#### THE EXERCISE:
Every record should be copied exactly, except that pictures are to be omitted.
- - - - - - -
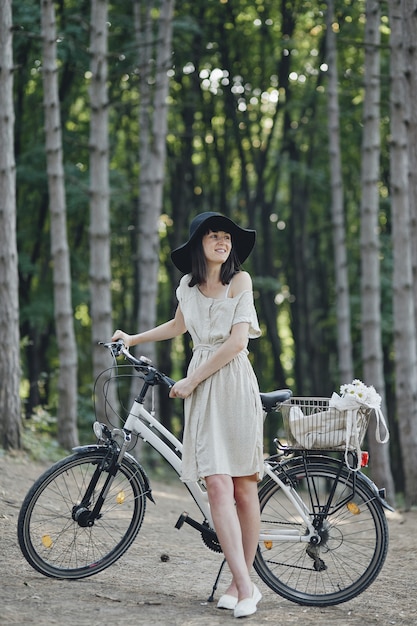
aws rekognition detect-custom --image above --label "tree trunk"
[388,0,417,507]
[0,0,20,450]
[403,0,417,342]
[361,0,395,501]
[89,0,118,426]
[135,0,175,360]
[326,0,353,383]
[41,0,78,449]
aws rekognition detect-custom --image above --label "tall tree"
[388,0,417,507]
[41,0,78,448]
[360,0,395,499]
[134,0,175,366]
[0,0,20,449]
[403,0,417,336]
[326,0,353,383]
[89,0,115,421]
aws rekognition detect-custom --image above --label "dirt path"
[0,448,417,626]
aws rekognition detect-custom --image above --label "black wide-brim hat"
[171,211,256,274]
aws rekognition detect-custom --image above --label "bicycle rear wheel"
[254,457,388,606]
[17,448,146,579]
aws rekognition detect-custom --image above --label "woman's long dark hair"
[188,228,240,287]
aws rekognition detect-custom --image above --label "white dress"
[177,275,263,482]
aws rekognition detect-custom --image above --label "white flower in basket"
[288,379,389,470]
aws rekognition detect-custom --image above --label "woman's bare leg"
[206,474,260,601]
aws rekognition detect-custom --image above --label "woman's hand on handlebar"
[111,330,132,348]
[169,377,196,399]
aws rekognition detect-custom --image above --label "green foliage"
[22,407,68,463]
[13,0,393,480]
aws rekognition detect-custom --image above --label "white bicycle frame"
[122,400,317,543]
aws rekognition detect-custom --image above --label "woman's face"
[202,230,232,264]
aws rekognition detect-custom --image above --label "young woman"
[113,212,263,617]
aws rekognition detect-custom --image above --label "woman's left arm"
[169,272,252,398]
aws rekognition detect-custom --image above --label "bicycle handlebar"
[99,339,176,388]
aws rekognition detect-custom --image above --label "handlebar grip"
[162,374,177,389]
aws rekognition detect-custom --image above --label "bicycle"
[18,340,392,606]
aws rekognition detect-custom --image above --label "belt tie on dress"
[193,341,223,352]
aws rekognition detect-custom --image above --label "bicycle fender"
[72,444,155,504]
[358,472,395,513]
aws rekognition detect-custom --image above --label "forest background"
[0,0,417,507]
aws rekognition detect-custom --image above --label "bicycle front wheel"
[254,457,388,606]
[17,448,146,579]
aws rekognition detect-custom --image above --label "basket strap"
[345,409,362,472]
[374,408,389,443]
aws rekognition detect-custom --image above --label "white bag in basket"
[288,406,346,450]
[288,393,389,471]
[329,393,389,471]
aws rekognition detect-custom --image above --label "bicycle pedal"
[175,511,188,530]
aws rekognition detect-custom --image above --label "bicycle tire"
[254,457,388,607]
[17,448,146,579]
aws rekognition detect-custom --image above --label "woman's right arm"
[112,307,187,347]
- - - - - - -
#### SOLUTION TO THE PROBLEM:
aws rekognition detect-custom --image above --label "tree trunk"
[388,0,417,507]
[0,0,20,450]
[403,0,417,342]
[361,0,395,501]
[89,0,118,426]
[135,0,175,360]
[326,0,353,383]
[41,0,78,449]
aws rekognition detect-custom --image above --label "tall tree"
[388,0,417,507]
[41,0,78,448]
[360,0,395,499]
[134,0,175,366]
[0,0,20,449]
[403,0,417,336]
[326,0,353,383]
[89,0,115,421]
aws rekognition detect-custom --image above --label "dirt path"
[0,448,417,626]
aws rekognition detect-custom --image above --label "black wide-brim hat"
[171,211,256,274]
aws rekognition detect-custom --image above --label "bicycle rear wheel"
[254,457,388,606]
[17,448,146,579]
aws rekognition detect-custom --image above --label "woman's long dark hair"
[188,228,240,287]
aws rekognition detect-custom --image above --label "white dress"
[177,275,263,482]
aws rekognition detect-custom --image above --label "white flower in basket"
[288,379,389,470]
aws rekognition detect-custom --image above --label "woman's bare leg"
[206,474,260,601]
aws rekognition detect-custom --image above --label "woman's hand on handlebar"
[111,330,132,348]
[169,377,196,399]
aws rekognition detect-custom --image above --label "green foliage"
[22,407,68,463]
[13,0,393,480]
aws rekognition detect-custom --image above --label "white bicycle frame"
[122,400,317,543]
aws rekognition detect-custom --image above --label "woman's face"
[202,230,232,264]
aws rekognition detect-custom --image above --label "young woman"
[113,212,263,617]
aws rekognition detect-custom --image above --label "woman's left arm"
[169,272,252,398]
aws rekognition detect-custom --image above --label "bicycle handlebar"
[99,339,176,388]
aws rekognition detect-custom --image above --label "handlebar grip"
[162,374,177,389]
aws rekognition detect-custom --image above --label "bicycle"
[18,340,392,606]
aws rekognition detect-custom --image above --label "belt tie on dress"
[193,341,223,352]
aws rekognition detect-custom --image above --label "bicycle fender"
[72,444,155,504]
[358,472,395,513]
aws rekognition detect-custom --image above --label "forest background"
[0,0,417,507]
aws rekognition detect-custom --image above --label "bicycle front wheel"
[254,457,388,606]
[17,448,146,579]
aws rekognition detect-custom --image above --label "basket strap"
[345,409,362,472]
[374,408,389,443]
aws rekognition detect-custom --image above --label "white bag in basket"
[288,406,346,450]
[288,393,389,471]
[329,393,389,471]
aws rekognition detect-custom --image above --label "bicycle pedal"
[175,511,188,530]
aws rekognition detect-custom --image above --label "bicycle tire"
[254,457,388,607]
[17,448,146,579]
aws rekognition detect-custom --image above --label "woman's right arm"
[112,307,187,347]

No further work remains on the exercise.